___ Document text ___

Pluto's Lessons for the World of American Sports
STEVE INSKEEP, host:
Far from the launch pad, deep in the solar system, is Pluto. Just last week it was downgraded from a planet to a dwarf planet, and commentator Frank Deford says that could spark some ideas in the sports universe.
FRANK DEFORD reporting:
Like so many other millions of right thinking, sensitive sports fans, I've been outraged by the putsch against Pluto in Prague by the petty planet professors.
This astronomy dictate is clearly only going to give the National Collegiate Athletic Association and various professional leagues new ideas.
If Pluto can be willy-nilly downgraded to a dwarf planet, then I'm afraid it won't be long before the Kansas City Royals, the Duke football team, the Arizona Cardinals, the United States National Soccer Team and the Portland Trailblazers will all be arbitrarily designated as dwarf teams. It's a slippery slope out there.
Hey, astronomers, at least have some heart. Couldn't you grandfather Pluto in? Or couldn't you follow the example of our American sports leagues and at least say that Pluto still makes it into the playoffs of our solar system as a wild card planet?
Actually, in Europe something like what happened to Pluto is a regular part of that sports universe. It's called relegation. In most of the major soccer leagues at the end of each season, the worst few clubs are sent packing down into a minor league.

___

> _Stated problem 1_
Reproduce the stretch of the records from their first line through the line containing "pixel 77 140", including both of those lines.
The commentary above has nothing to do with the records that come after it.

___ Material provided ___

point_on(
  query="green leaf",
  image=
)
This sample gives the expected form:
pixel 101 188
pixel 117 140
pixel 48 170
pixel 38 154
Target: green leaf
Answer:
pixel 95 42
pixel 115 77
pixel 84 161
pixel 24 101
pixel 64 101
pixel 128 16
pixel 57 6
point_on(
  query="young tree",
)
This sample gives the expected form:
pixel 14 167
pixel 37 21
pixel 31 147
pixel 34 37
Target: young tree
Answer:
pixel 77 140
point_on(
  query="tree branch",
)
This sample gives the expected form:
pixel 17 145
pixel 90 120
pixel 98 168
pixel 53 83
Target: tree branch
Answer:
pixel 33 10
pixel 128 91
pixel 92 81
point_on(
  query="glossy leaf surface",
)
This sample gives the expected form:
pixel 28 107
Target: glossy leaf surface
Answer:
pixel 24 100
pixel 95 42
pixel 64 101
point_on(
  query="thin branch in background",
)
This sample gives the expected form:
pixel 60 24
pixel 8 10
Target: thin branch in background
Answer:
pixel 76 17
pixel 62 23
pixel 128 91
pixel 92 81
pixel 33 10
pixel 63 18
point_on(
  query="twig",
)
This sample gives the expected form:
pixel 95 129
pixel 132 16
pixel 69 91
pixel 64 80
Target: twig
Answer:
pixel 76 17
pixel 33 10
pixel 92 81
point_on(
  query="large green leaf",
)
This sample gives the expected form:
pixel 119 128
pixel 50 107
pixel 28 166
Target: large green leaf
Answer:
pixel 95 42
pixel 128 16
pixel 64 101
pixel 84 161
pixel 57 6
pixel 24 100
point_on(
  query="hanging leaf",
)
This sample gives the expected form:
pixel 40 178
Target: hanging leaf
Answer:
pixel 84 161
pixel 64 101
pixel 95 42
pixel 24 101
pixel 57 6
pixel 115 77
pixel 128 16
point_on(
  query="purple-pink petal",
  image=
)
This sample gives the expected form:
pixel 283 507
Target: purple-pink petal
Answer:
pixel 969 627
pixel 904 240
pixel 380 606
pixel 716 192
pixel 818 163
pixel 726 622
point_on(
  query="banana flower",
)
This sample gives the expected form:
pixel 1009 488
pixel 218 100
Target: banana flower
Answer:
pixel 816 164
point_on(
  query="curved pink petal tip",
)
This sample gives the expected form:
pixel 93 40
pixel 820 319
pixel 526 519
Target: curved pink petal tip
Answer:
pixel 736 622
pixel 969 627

___

> _Stated problem 2_
Write the next part of the commentary on Pluto's downgrade and American sports, beginning after its final sentence.

> _Task output 1_
point_on(
  query="green leaf",
  image=
)
This sample gives the expected form:
pixel 101 188
pixel 117 140
pixel 48 170
pixel 38 154
Target: green leaf
Answer:
pixel 95 42
pixel 115 77
pixel 84 161
pixel 24 101
pixel 64 101
pixel 128 16
pixel 57 6
point_on(
  query="young tree",
)
This sample gives the expected form:
pixel 14 167
pixel 37 21
pixel 31 147
pixel 34 37
Target: young tree
Answer:
pixel 77 140

> _Task output 2_
But unlike with the nasty astronomers, relegation is a two-way street. If two major league teams get demoted, then two minor league teams get raised up to the majors in their place. And that's fair, you see. Tit for tat.
In any event, I would certainly hope that somebody quickly moves to name their team after Pluto. This would soften the insult that poor Pluto has suffered and instantly win back many sympathetic fans for, say, rotten teams that have fallen out of favor. The Baltimore Plutos of the American League for example. The Pittsburgh Plutos of the NHL. The Syracuse Plutos of college football.
But then, the heavens have never been a popular supplier of nicknames. Just pretty slim pickings. The Dallas Stars of the NHL, the Houston Comets of the WNBA, the Los Angeles Galaxy of Major League Soccer, the Arizona State Sun Devils.
We've got far too many bears and tigers and rockets as nicknames. A few Plutos and maybe one or two Mercurys or Neptunes would be most welcome.
Now, as for Pluto itself, can't we get the hardboiled astronomer boys to compromise? Okay, bag Pluto as a planet. It's cold and unreliable and not much bigger than Delaware. Fair enough. Eighty-six it.
But then let's change the name of Uranus to Pluto. Nobody has the foggiest idea of who Uranus was. We connect with all the other planets. Mercury delivers flowers. Venus is naked. Mars is science fiction. Jupiter is real big. Saturn has rings. Neptune is the ocean guy with the pitchfork. But Uranus? Nobody has a clue.
Besides, apart from Earth, it's the ugliest name for a planet. Nobody will miss Uranus if it's gone. Name an asteroid or something after Uranus and everybody will be happy.
If we can move the Dodgers to Los Angeles and the Colts to Indianapolis, we can surely move Pluto to Uranus.
(Soundbite of music)
INSKEEP: Somewhere out there in the universe, Mel Brooks must be saying, that's Uranus, Frank, Uranus!
Frank Deford is senior contributing writer at Sports Illustrated. He joins us each Wednesday from member station WSHU in Fairfield, Connecticut.
It's MORNING EDITION from NPR News. I'm Steve Inskeep.
RENEE MONTAGNE, host:
And I'm Renee Montagne.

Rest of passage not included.